• _Письменное задание 1_
Можете без единого изменения продублировать из листинга ниже всё, начиная со строки с «draw the outline of ground» и вплоть до строки с «[[[25,25],[0,21],[0,69],[17,70],[26,62]]]», включая обе эти строки?

++++ Фрагмент текста

В безудержных поисках идеальной встречи Нуреев все же пересекся с тремя‑четырьмя хореографами, которые что‑то почувствовали: Марта Грэхем, Глен Тетли и Руди ван Данциг. (Бежар, конечно, тоже видел Рудольфа насквозь в своих "Песнях странствующего подмастерья".) Все они выявили одну очень личную черту Рудольфа: его чрезвычайное одиночество. Неужели он хотел, чтобы именно это проглядывало сквозь его роли?
Я бы назвала современные постановки с участием Нуреева прекрасными эскизами. К сожалению, ни один из хореографов не развил их в рисунок. Впрочем, винить в этом некого. Лучшим хореографом для Рудольфа Нуреева был сам Рудольф Нуреев.
Глава 10. Хореограф
Танцовщиков надо кормить.
Рудольф Нуреев
Кто‑то родится хореографом, кто‑то танцовщиком. Нуреев всегда хотел быть и тем и другим, что вечно ему ставили в упрек. При жизни неоспоримая звезда балетной сцены так и не был признан талантливым хореографом, и эти, порой жестокие суждения кажутся сегодня особенно несправедливыми.
С пятнадцати лет, а это очень рано для такого юного танцовщика, Рудольф интересовался историей балета, его "устройством", как сказали бы технари, всеми ролями, а не только теми, что ему приходилось исполнять, даже декорациями и светом. В Ленинграде он часто уходил из училища, чтобы посмотреть спектакли в Кировском театре. Он устраивался за кулисами или где‑нибудь повыше в зале, чтобы его никто не прогнал, и пытался запомнить каждую мелочь. Возможно, именно тогда в нем прорезался хореограф? "Я следил за танцовщиками, за их манерой двигаться влево или вправо, смотрел, как они выходят на поклоны, как снимают шляпу, запоминал, где стоят слуги, богатые и бедные, как складывается ансамбль на сцене. Все это я сохранял у себя в голове", - рассказывал он впоследствии.
По возвращении в училище Рудольф записывал все увиденное в маленький блокнот, однако это закончилось плачевно. "Я полностью законспектировал "Сильфид" Фокина, сам не знаю почему. Наверно, у меня была мысль, что когда‑нибудь я вернусь в Уфу и поставлю там этот и другие балеты… Но тетрадка потом пропала. Через какое‑то время я обнаружил последнюю страницу с моими рисунками в унитазе, в туалете. Можно легко представить, на что сгодилась остальная моя работа. С того дня я решил рассчитывать только на свою зрительную память". А память у него оказалась поистине удивительной.

++++++++

• _Письменное задание 2_
Можете дословно выписать из отрывка о Нурееве выше всё, начиная со слов «С пятнадцати лет, а» и вплоть до слов «рассказывал он впоследствии.» включительно?

++++ Исходные данные

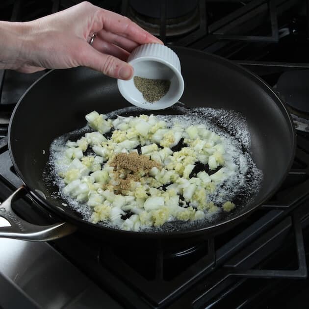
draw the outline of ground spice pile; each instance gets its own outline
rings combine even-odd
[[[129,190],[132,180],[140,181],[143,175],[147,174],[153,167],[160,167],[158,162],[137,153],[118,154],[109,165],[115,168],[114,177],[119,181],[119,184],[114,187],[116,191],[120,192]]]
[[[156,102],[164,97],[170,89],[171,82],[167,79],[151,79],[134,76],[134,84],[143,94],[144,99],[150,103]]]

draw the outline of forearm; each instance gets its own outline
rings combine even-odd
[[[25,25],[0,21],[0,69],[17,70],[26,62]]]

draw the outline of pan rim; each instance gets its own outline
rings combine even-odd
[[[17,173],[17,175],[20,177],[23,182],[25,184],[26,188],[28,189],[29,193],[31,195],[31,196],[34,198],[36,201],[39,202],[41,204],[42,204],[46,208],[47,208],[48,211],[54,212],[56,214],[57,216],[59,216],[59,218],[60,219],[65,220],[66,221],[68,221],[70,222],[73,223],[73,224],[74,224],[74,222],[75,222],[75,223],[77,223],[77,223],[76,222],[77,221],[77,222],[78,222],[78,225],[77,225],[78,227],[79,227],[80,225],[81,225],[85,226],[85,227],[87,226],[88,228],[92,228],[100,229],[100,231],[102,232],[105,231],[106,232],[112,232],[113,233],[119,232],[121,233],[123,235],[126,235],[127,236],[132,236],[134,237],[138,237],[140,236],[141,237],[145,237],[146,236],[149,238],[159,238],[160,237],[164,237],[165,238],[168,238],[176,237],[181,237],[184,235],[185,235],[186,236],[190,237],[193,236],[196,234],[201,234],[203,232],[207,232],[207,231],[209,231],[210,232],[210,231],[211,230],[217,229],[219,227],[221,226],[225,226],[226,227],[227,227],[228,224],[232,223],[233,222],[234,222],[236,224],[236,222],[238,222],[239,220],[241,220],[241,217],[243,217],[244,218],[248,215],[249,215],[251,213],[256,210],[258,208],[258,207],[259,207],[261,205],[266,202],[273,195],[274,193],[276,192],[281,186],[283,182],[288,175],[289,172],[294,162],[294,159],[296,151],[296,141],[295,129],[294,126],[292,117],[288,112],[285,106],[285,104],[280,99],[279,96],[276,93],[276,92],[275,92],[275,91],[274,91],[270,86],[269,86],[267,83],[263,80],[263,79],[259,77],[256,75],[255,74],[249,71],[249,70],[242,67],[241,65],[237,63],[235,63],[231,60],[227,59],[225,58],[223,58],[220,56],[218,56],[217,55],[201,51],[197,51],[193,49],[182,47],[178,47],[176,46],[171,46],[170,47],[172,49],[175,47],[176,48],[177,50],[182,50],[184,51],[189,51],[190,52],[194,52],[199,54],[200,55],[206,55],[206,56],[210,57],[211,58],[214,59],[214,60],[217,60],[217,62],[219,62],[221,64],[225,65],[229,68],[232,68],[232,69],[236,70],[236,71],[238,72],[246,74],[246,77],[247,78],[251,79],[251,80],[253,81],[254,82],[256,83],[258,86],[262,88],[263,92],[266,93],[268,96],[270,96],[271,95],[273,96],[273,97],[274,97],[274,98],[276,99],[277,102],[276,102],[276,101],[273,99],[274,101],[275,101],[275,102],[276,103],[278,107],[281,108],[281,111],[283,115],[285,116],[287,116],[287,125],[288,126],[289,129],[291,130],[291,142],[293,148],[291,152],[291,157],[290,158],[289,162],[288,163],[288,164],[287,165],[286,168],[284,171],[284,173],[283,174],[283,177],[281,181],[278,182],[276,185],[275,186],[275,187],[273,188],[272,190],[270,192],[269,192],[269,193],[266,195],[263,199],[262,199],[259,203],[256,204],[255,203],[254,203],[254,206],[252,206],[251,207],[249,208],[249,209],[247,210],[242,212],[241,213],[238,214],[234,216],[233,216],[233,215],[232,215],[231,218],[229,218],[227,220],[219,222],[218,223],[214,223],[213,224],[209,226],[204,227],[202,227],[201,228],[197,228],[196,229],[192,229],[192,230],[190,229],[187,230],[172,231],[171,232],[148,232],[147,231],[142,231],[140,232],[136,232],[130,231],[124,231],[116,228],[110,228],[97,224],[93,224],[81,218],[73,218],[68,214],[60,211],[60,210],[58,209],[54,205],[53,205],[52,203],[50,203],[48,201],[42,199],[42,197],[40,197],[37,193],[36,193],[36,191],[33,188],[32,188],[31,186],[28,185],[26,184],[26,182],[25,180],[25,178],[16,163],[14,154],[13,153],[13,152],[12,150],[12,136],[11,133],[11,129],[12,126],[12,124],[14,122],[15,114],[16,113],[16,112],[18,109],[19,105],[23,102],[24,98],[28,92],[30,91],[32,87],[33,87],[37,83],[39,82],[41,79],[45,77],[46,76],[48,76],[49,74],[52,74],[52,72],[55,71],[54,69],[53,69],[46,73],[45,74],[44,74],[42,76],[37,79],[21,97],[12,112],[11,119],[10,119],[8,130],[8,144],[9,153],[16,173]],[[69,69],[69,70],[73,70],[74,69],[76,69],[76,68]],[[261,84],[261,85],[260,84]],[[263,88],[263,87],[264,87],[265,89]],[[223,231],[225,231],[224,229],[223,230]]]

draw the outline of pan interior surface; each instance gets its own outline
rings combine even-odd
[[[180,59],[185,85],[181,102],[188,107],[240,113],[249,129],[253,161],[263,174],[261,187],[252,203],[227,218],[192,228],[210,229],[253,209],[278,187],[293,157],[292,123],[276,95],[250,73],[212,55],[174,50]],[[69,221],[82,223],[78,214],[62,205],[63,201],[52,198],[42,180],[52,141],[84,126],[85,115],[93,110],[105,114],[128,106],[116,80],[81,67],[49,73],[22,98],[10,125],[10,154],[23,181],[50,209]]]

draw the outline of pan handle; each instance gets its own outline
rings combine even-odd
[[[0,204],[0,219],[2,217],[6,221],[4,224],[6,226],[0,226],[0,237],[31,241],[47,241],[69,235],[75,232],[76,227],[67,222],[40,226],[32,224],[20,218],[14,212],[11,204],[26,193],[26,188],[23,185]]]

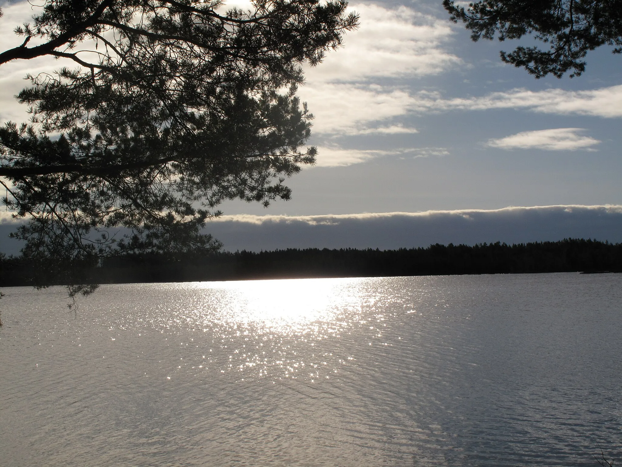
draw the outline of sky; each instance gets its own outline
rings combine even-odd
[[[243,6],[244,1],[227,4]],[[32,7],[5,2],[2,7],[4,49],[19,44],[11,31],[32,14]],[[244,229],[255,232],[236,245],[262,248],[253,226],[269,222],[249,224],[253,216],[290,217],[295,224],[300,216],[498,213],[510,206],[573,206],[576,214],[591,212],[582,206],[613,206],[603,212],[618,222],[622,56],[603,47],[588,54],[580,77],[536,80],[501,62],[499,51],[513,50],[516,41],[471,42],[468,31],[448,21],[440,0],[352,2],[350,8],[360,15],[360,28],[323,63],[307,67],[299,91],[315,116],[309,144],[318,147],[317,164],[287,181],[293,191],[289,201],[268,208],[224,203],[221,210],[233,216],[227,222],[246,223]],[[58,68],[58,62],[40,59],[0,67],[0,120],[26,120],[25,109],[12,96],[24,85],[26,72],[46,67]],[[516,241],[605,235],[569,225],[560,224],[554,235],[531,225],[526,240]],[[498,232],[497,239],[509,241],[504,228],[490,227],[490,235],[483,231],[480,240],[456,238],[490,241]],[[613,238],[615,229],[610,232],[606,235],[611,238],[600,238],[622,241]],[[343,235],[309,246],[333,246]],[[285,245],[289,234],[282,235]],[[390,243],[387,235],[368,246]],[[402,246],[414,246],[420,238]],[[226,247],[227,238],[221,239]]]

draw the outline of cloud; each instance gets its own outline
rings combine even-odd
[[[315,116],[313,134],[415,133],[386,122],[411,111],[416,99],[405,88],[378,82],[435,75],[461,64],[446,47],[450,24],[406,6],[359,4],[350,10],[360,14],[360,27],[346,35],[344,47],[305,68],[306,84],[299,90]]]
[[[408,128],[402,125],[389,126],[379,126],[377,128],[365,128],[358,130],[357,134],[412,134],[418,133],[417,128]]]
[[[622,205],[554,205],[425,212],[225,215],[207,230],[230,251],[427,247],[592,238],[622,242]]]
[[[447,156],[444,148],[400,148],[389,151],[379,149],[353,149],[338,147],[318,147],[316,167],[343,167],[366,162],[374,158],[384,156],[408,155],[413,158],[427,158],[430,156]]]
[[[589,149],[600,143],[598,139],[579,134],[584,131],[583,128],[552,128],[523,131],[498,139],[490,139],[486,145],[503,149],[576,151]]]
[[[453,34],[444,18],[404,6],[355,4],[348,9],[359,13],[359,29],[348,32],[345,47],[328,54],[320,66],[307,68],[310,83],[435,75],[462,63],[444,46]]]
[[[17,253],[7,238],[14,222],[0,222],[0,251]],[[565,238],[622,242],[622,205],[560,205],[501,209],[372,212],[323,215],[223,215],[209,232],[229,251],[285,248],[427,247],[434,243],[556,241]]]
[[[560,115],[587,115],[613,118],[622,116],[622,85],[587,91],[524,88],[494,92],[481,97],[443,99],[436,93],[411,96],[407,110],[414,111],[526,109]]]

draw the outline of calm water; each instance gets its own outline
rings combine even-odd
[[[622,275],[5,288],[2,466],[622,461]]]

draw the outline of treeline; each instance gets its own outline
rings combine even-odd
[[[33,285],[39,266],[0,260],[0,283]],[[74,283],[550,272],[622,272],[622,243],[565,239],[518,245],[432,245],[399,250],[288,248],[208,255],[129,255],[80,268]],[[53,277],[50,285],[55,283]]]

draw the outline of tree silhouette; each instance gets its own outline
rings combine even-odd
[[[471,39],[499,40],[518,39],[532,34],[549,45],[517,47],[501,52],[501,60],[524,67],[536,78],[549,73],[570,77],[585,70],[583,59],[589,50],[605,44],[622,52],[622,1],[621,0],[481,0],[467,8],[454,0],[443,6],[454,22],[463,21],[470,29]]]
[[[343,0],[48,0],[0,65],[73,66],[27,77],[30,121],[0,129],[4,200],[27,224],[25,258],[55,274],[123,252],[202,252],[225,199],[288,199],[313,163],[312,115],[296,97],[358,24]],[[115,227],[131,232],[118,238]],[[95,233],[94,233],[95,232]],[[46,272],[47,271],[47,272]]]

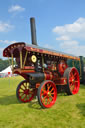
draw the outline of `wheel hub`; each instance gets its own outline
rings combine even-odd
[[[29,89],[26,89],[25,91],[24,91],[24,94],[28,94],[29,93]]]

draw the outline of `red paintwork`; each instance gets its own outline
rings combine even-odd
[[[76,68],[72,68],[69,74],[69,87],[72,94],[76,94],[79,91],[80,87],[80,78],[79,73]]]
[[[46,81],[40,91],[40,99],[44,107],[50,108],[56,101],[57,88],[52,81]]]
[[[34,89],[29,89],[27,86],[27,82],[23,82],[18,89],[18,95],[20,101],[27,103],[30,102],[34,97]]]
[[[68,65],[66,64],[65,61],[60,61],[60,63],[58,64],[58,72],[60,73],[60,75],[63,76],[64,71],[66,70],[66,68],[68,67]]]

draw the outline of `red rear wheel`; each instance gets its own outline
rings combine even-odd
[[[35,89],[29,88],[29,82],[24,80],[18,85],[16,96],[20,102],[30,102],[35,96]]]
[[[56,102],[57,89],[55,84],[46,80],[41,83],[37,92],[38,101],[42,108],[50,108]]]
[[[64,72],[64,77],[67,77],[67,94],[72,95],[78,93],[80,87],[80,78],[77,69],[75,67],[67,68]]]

++++++++
++++ Исходные данные

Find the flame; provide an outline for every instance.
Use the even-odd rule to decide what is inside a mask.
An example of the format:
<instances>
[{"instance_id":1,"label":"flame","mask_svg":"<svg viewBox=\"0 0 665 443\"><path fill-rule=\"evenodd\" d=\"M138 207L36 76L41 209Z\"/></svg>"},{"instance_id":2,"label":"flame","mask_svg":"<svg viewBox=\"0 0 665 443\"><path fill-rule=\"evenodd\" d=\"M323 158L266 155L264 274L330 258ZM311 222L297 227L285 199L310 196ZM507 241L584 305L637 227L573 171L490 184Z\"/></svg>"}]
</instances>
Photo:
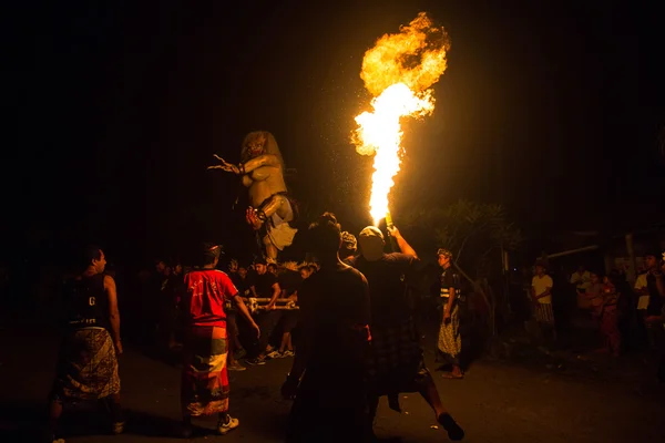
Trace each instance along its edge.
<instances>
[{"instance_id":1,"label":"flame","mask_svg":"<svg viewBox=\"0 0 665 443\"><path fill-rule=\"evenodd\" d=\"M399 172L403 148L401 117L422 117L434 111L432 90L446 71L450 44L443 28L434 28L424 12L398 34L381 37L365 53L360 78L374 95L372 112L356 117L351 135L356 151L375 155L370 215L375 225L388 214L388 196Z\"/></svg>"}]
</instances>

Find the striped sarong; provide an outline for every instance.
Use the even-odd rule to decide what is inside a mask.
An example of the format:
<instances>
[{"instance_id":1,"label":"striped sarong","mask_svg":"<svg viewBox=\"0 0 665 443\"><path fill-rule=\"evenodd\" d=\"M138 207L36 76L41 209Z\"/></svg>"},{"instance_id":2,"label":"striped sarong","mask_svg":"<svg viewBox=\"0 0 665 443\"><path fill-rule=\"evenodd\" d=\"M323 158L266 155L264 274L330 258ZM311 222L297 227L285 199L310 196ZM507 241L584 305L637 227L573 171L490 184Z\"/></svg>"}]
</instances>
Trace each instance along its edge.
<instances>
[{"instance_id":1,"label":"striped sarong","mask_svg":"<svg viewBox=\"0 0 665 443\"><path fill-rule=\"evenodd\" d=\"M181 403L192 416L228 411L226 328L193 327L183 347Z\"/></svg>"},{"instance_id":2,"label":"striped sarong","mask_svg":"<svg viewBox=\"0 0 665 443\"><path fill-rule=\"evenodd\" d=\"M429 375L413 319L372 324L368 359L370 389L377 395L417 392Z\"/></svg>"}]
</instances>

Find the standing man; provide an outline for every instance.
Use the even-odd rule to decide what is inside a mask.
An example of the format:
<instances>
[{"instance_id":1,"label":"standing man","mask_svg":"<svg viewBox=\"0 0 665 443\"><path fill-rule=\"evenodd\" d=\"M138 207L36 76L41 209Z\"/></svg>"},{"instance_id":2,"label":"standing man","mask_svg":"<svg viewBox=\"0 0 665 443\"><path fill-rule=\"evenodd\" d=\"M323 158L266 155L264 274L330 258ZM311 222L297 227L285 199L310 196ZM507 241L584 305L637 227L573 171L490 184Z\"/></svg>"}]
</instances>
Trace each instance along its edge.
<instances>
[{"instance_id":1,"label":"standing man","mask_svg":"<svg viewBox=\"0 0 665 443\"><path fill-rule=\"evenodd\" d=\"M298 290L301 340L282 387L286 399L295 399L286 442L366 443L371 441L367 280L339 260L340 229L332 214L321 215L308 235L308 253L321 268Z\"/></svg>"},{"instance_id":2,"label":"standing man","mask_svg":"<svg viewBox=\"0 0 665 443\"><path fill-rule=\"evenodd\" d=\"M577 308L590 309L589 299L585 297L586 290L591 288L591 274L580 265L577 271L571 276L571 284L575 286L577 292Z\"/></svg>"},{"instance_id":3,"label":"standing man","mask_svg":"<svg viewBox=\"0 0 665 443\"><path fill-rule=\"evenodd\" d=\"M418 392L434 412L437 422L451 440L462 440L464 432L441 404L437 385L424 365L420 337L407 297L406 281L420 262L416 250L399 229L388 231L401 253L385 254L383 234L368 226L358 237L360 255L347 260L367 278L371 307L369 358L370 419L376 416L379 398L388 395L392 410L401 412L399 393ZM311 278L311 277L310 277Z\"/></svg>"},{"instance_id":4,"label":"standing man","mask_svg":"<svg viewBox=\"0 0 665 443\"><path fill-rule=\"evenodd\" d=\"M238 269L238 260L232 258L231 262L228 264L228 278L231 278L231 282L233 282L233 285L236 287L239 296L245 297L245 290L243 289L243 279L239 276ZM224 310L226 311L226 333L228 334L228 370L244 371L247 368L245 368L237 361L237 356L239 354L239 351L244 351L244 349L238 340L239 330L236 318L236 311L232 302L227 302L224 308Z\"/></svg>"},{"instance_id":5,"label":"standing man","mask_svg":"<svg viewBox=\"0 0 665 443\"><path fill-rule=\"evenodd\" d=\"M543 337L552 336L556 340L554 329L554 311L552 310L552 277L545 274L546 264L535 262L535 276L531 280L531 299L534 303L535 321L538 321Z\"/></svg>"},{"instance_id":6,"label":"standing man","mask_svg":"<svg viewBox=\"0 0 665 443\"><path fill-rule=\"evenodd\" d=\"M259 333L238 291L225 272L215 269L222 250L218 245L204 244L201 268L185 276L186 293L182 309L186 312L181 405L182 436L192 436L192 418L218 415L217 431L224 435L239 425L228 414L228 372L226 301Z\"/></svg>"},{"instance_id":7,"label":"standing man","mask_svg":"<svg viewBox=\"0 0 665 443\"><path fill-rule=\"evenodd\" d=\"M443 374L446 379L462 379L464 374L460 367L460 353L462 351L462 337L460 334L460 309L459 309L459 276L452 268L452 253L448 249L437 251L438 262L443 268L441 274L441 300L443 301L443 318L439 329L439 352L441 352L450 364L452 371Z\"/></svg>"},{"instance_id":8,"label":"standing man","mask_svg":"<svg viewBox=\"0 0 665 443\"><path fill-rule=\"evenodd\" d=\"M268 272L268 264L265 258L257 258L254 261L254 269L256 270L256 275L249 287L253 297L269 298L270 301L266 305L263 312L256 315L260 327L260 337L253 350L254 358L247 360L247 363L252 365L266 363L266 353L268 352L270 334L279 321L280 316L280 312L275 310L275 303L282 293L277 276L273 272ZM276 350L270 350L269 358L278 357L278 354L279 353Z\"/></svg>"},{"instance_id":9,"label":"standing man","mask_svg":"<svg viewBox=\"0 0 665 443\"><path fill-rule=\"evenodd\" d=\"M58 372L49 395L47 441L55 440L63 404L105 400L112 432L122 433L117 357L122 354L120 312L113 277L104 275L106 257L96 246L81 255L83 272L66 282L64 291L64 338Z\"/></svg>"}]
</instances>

++++++++

• _Результат задания 1_
draw the outline of ground spice pile; each instance gets its own outline
rings combine even-odd
[[[129,190],[132,180],[140,181],[143,175],[147,174],[153,167],[160,167],[158,162],[137,153],[118,154],[109,165],[115,168],[114,177],[119,181],[119,184],[114,187],[116,191],[120,192]]]
[[[156,102],[164,97],[170,89],[171,82],[167,79],[151,79],[134,76],[134,84],[143,94],[144,99],[150,103]]]

draw the outline of forearm; each instance gets its own outline
rings combine even-odd
[[[25,25],[0,21],[0,69],[17,70],[26,62]]]

• _Результат задания 2_
С пятнадцати лет, а это очень рано для такого юного танцовщика, Рудольф интересовался историей балета, его "устройством", как сказали бы технари, всеми ролями, а не только теми, что ему приходилось исполнять, даже декорациями и светом. В Ленинграде он часто уходил из училища, чтобы посмотреть спектакли в Кировском театре. Он устраивался за кулисами или где‑нибудь повыше в зале, чтобы его никто не прогнал, и пытался запомнить каждую мелочь. Возможно, именно тогда в нем прорезался хореограф? "Я следил за танцовщиками, за их манерой двигаться влево или вправо, смотрел, как они выходят на поклоны, как снимают шляпу, запоминал, где стоят слуги, богатые и бедные, как складывается ансамбль на сцене. Все это я сохранял у себя в голове", - рассказывал он впоследствии.